=== What needs to be done ===
Which lines in the rows below contain the string "covered"? Pull out each of those lines and copy it.

___ Records for this exercise ___

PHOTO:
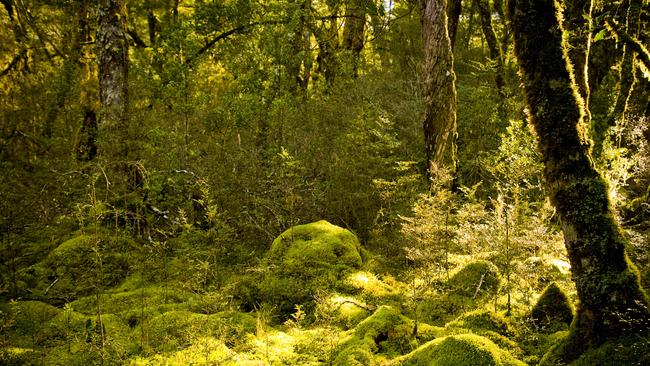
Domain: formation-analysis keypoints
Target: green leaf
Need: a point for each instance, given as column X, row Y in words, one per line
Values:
column 600, row 35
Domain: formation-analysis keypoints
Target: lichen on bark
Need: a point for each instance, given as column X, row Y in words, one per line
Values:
column 611, row 301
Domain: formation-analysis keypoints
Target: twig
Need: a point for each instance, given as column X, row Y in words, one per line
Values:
column 480, row 283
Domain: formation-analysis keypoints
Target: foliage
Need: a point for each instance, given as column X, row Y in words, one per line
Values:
column 467, row 349
column 553, row 307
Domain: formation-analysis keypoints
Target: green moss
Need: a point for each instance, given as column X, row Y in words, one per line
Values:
column 316, row 244
column 477, row 279
column 27, row 317
column 121, row 302
column 484, row 321
column 459, row 350
column 631, row 349
column 204, row 351
column 80, row 265
column 344, row 311
column 14, row 356
column 303, row 261
column 370, row 287
column 178, row 329
column 386, row 331
column 443, row 308
column 552, row 308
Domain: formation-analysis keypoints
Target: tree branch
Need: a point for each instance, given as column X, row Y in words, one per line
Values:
column 227, row 34
column 136, row 38
column 13, row 62
column 630, row 42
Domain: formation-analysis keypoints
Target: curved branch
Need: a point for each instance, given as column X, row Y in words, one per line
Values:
column 229, row 33
column 634, row 44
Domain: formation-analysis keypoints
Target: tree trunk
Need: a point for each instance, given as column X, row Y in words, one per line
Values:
column 485, row 13
column 628, row 68
column 454, row 9
column 353, row 33
column 87, row 147
column 112, row 57
column 328, row 42
column 611, row 301
column 577, row 23
column 439, row 79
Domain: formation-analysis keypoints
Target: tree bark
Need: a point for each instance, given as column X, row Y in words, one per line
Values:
column 610, row 299
column 454, row 9
column 353, row 33
column 577, row 23
column 485, row 13
column 112, row 57
column 439, row 79
column 628, row 68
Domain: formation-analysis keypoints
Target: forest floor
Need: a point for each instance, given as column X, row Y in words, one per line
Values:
column 317, row 297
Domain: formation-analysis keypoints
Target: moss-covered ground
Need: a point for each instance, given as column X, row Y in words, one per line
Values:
column 316, row 297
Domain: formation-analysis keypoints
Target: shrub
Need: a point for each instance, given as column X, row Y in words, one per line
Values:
column 552, row 308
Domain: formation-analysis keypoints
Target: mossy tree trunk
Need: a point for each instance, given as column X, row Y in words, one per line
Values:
column 610, row 299
column 112, row 57
column 577, row 24
column 354, row 33
column 496, row 58
column 627, row 67
column 454, row 9
column 439, row 80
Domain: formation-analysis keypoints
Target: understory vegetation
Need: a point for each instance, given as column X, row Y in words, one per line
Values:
column 255, row 222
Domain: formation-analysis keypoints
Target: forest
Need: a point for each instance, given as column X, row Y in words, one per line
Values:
column 325, row 182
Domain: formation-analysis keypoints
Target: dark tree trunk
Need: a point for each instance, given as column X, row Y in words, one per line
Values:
column 611, row 301
column 112, row 57
column 454, row 9
column 328, row 42
column 87, row 147
column 470, row 23
column 496, row 57
column 353, row 33
column 439, row 80
column 301, row 55
column 577, row 23
column 152, row 25
column 628, row 68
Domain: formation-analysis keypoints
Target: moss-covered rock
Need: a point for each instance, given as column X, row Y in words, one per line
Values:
column 178, row 329
column 459, row 350
column 552, row 309
column 304, row 261
column 545, row 270
column 631, row 349
column 317, row 244
column 15, row 356
column 481, row 321
column 477, row 279
column 27, row 317
column 128, row 301
column 80, row 265
column 370, row 287
column 344, row 311
column 386, row 331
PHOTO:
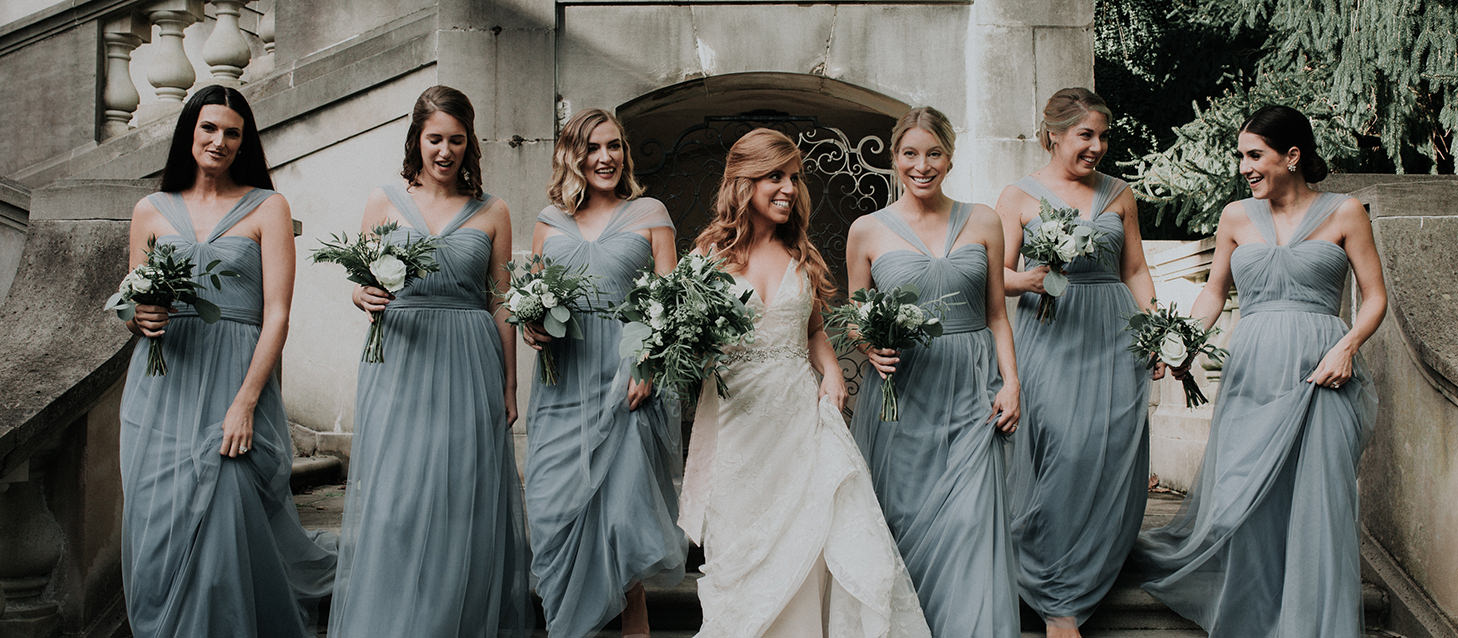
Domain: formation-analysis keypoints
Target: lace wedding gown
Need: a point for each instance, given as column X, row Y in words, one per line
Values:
column 780, row 498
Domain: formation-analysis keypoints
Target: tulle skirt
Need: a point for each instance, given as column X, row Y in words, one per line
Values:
column 212, row 545
column 1267, row 542
column 939, row 474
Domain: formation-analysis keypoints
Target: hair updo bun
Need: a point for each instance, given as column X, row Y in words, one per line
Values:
column 1285, row 128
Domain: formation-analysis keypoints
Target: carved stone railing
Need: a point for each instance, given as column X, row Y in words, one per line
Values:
column 169, row 70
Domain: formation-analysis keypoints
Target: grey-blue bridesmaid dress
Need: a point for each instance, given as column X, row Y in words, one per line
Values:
column 1079, row 474
column 599, row 478
column 433, row 541
column 212, row 545
column 1266, row 544
column 939, row 472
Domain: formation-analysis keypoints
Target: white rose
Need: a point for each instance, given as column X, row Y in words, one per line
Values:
column 910, row 316
column 1067, row 249
column 390, row 271
column 1172, row 351
column 136, row 283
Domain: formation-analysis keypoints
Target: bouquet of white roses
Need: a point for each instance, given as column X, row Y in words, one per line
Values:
column 885, row 319
column 369, row 260
column 553, row 296
column 164, row 280
column 1164, row 335
column 1057, row 241
column 681, row 322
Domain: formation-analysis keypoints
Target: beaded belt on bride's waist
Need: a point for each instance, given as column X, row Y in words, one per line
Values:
column 769, row 354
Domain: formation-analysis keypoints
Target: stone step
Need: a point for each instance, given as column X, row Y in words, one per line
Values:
column 314, row 471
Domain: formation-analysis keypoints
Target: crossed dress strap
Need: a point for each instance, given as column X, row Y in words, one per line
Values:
column 1317, row 213
column 407, row 209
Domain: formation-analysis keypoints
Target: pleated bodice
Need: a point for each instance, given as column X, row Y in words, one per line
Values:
column 464, row 257
column 1104, row 265
column 239, row 299
column 960, row 271
column 1302, row 274
column 616, row 255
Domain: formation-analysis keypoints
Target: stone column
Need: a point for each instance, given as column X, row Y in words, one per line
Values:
column 29, row 549
column 120, row 96
column 171, row 73
column 1019, row 51
column 226, row 51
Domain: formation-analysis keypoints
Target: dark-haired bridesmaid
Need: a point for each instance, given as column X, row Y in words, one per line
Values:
column 212, row 544
column 1267, row 541
column 433, row 541
column 604, row 449
column 1081, row 465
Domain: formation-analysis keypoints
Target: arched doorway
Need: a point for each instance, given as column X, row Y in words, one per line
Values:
column 681, row 134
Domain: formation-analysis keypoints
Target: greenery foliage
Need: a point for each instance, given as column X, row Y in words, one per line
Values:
column 1377, row 77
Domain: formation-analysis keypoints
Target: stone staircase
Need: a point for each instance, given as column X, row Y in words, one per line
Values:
column 1127, row 612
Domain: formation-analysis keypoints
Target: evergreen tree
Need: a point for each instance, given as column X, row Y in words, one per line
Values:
column 1377, row 77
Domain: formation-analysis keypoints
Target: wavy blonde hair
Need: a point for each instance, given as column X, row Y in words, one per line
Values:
column 928, row 120
column 569, row 185
column 1066, row 108
column 758, row 153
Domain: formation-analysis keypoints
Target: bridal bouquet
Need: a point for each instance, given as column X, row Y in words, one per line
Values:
column 1164, row 335
column 553, row 296
column 164, row 280
column 1057, row 241
column 369, row 260
column 681, row 322
column 885, row 319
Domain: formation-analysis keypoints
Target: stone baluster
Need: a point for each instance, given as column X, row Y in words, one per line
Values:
column 29, row 549
column 266, row 32
column 120, row 96
column 226, row 51
column 171, row 73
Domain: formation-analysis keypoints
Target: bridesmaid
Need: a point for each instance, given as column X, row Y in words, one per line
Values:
column 604, row 449
column 939, row 472
column 433, row 539
column 1081, row 465
column 1267, row 542
column 212, row 544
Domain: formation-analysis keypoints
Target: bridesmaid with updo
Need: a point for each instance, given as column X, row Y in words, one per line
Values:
column 939, row 471
column 1081, row 466
column 604, row 449
column 433, row 541
column 1267, row 542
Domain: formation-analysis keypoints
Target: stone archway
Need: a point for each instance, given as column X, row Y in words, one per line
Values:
column 681, row 134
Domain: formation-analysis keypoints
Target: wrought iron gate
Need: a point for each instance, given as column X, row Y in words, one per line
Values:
column 840, row 175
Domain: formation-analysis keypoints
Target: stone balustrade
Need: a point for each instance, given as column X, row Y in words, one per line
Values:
column 169, row 69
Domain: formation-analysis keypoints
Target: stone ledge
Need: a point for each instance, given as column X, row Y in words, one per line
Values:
column 1413, row 223
column 286, row 95
column 63, row 351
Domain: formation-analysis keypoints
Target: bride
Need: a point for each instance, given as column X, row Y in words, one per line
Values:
column 774, row 488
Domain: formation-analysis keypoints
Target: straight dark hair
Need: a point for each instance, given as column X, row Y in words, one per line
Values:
column 250, row 166
column 1283, row 128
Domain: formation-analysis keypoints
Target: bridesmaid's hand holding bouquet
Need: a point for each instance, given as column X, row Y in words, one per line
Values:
column 885, row 319
column 550, row 296
column 1162, row 335
column 681, row 322
column 371, row 261
column 1057, row 241
column 164, row 280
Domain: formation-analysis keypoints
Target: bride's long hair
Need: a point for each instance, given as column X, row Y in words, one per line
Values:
column 758, row 153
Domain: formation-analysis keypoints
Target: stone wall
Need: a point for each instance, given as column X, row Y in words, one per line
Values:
column 1410, row 468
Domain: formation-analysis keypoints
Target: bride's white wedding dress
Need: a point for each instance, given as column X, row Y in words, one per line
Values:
column 780, row 498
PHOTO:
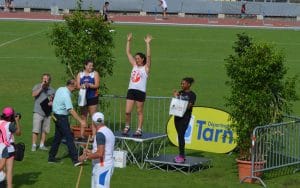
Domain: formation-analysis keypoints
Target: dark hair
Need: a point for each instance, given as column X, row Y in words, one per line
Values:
column 70, row 82
column 87, row 62
column 48, row 75
column 143, row 56
column 189, row 80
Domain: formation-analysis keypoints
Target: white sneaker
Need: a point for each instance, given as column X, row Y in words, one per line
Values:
column 33, row 148
column 43, row 148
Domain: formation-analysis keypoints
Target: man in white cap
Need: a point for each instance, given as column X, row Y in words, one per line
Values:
column 101, row 154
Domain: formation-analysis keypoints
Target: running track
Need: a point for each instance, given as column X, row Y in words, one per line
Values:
column 172, row 20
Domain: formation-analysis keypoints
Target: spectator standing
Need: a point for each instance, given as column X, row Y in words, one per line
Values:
column 3, row 156
column 62, row 107
column 89, row 79
column 43, row 95
column 105, row 11
column 10, row 126
column 181, row 123
column 243, row 10
column 101, row 154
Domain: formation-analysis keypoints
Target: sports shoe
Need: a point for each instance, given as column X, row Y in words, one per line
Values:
column 179, row 159
column 33, row 148
column 77, row 163
column 43, row 148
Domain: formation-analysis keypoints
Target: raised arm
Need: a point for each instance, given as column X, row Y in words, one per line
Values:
column 148, row 39
column 130, row 57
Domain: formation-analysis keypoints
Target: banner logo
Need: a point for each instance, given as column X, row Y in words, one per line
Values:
column 208, row 130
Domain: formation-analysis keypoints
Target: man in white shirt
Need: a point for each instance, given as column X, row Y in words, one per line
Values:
column 101, row 154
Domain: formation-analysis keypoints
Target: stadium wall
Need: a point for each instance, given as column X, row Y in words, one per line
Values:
column 174, row 6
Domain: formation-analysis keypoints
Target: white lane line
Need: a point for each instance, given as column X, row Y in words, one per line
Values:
column 20, row 38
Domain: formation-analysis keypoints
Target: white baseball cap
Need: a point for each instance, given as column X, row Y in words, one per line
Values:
column 98, row 117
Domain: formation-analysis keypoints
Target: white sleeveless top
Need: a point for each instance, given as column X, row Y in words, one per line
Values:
column 138, row 78
column 109, row 147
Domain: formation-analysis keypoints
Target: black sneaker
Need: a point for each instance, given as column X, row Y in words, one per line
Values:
column 55, row 160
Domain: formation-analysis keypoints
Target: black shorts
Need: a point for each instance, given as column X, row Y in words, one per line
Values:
column 136, row 95
column 92, row 101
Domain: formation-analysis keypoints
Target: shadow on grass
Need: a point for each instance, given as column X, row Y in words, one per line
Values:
column 26, row 178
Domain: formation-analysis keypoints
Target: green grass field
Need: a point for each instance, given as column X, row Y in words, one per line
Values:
column 25, row 53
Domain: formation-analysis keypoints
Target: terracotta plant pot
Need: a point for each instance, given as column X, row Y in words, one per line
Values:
column 244, row 168
column 76, row 131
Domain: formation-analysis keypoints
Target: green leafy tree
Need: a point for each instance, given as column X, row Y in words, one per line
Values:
column 84, row 36
column 260, row 93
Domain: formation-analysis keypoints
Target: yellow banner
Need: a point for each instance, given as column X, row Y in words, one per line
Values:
column 208, row 130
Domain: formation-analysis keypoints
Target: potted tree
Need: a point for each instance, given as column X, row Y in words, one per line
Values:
column 84, row 35
column 260, row 93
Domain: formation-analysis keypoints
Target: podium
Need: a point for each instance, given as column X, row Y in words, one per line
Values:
column 140, row 148
column 166, row 163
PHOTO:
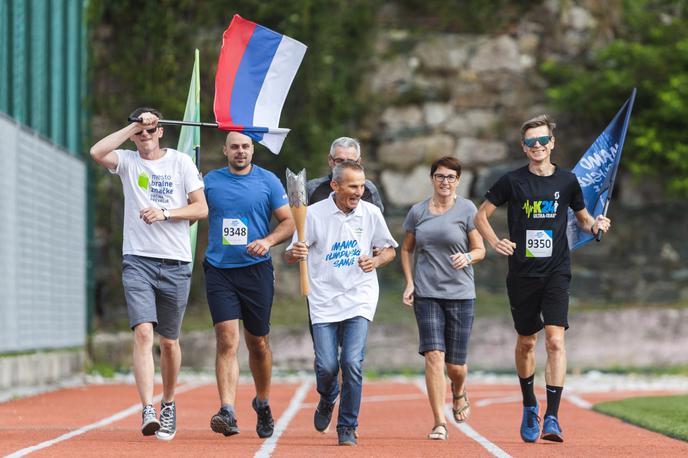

___

=== Solution for this exercise ===
Target: moss-covered ground
Target: moss-covered rock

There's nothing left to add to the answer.